O colunista João Paulo Medina não pôde publicar seu texto semanal.
 
Enquanto ele estiver ausente, será substituído neste espaço por Antonio Afif, coordenador de gestão de carreiras do projeto Campus Pelé.
 
Formado em economia pela Universidade Mackenzie, Afif já foi diretor de marketing e assessor da presidência do Corinthians. Além disso, prestou assessoria e consultoria a diversos clubes do país e escreveu os livros “Futebol 100% Profissional”, em parceria com José Carlos Brunoro (1997), e “A Bola da Vez – O Marketing Esportivo como Estratégia de Sucesso” (2000).
 
A coluna de João Paulo Medina voltará dentro de algumas semanas.
 

Antonio Afif
 
Há vários anos ouço o amigo e professor João Paulo Medina dizer que o futebol é tratado de forma fragmentada em suas comissões técnicas – multidisciplinares, é verdade, mas carregadas de uma cultura caracterizada pela visão especialista, com pouca ou nenhuma integração entre os profissionais das mais diversas áreas.
 
É aquela velha história que sempre ouvi nos clubes de futebol em que trabalhei: “cada um tem de fazer a sua parte; eu não entro em sua área e você não entra na minha”.
 
Agora, lendo um texto recente do professor Medina, encomendado pelo mestre português Manuel Sérgio, pai da Ciência da Motricidade Humana, pude notar que os preceitos preconizados por ambos, desde os anos 80, são cada vez mais necessários ao futebol atual, que conta com um número crescente de profissionais de diversas especialidades em seus quadros.
 
A visão especialista -que propiciou bons resultados práticos no futebol brasileiro- cria no mundo atual (e isto se aplica também ao futebol) um distanciamento de uma melhor compreensão global da realidade.
* * * * *
Problemas e tarefas:
1. Liste todas as pessoas citadas com nome e sobrenome no texto sobre as comissões técnicas do futebol.
2. Retome o texto sobre as comissões técnicas do futebol e escreva a continuação a partir da última frase.
* * * * *
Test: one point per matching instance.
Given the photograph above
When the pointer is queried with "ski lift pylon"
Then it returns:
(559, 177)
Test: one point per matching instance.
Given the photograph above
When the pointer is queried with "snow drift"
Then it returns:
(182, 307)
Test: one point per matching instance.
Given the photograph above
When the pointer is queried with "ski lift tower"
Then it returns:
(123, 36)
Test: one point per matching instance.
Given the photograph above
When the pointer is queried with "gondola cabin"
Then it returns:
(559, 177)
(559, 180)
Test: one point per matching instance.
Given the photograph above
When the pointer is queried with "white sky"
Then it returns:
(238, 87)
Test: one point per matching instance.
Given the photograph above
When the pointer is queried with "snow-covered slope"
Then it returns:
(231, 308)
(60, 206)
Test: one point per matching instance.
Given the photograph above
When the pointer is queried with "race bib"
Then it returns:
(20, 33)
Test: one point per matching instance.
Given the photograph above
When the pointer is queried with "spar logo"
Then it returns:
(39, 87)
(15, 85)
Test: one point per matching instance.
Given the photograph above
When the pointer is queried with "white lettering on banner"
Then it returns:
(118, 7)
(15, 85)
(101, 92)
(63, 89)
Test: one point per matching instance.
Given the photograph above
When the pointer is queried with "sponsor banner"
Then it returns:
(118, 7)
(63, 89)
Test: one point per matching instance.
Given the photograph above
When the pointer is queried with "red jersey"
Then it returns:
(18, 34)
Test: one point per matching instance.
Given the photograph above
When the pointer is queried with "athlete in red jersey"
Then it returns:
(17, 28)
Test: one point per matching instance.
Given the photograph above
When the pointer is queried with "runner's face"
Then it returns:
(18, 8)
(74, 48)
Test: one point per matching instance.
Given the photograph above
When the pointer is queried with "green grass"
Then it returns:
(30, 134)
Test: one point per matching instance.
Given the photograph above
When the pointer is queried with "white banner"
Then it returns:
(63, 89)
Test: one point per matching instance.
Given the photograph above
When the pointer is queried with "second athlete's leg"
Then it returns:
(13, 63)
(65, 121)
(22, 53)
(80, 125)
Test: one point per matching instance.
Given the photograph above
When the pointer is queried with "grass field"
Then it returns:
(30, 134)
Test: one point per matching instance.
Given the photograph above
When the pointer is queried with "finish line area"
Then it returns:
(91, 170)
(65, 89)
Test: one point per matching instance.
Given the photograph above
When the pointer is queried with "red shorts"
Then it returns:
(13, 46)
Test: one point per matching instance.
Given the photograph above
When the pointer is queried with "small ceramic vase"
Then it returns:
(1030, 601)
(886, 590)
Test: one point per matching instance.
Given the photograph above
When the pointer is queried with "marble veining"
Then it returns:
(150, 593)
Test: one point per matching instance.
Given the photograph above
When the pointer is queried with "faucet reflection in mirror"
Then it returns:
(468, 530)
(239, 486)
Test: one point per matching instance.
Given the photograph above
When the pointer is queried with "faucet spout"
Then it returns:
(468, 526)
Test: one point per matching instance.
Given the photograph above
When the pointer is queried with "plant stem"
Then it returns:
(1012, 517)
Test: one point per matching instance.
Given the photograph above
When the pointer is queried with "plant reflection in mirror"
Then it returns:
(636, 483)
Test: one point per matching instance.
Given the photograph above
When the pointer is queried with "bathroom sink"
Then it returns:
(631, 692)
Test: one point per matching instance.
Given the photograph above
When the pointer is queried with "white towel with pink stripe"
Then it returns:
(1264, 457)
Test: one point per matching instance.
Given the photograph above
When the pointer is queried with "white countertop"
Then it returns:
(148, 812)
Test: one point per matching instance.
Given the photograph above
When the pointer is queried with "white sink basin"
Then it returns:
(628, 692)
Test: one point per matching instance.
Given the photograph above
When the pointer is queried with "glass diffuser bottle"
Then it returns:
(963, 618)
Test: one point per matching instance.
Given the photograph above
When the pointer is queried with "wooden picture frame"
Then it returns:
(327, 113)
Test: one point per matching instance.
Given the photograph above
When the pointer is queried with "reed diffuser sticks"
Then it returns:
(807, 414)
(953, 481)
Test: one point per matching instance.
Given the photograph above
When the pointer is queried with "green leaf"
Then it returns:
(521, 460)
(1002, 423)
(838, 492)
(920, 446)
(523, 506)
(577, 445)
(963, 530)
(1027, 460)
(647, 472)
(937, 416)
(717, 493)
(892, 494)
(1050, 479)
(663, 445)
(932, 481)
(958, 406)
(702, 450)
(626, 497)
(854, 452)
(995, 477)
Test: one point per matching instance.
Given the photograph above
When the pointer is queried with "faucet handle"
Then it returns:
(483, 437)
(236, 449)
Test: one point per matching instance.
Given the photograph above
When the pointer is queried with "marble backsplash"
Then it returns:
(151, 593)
* * * * *
Respostas por tarefa:
1. João Paulo Medina, Antonio Afif, José Carlos Brunoro e Manuel Sérgio.

2.
 
Para Medina “a especialização, entendida de forma isolada e desconectada de suas relações com o mundo, a natureza e o homem, da forma mais ampla possível, já não faz o menor sentido”.
 
É verdade. Vemos hoje que o futebol adota alguns princípios científicos como se fossem verdades absolutas e imutáveis, que aliados com uma boa dose de empirismo dificultam novos avanços deste esporte.
 
O filósofo e apaixonado por futebol, Manuel Sérgio, respeita os antigos treinadores, pelo que podem ensinar e pelo fato do esporte mais popular do planeta ser, em primeiro lugar, prática e só depois teoria.
 
No entanto, Manuel Sérgio (que é reverenciado por José Mourinho, um dos técnicos mais admirados da atualidade), observa que a monocultura do saber, praticada por alguns técnicos de futebol, é um erro. “É preciso saber mais do que futebol, no mundo do futebol”.
 
Por isso, devemos sempre ter em mente que para entendermos de futebol, apenas estudando futebol, sem observarmos a complexidade humana, jamais saberemos o que é futebol.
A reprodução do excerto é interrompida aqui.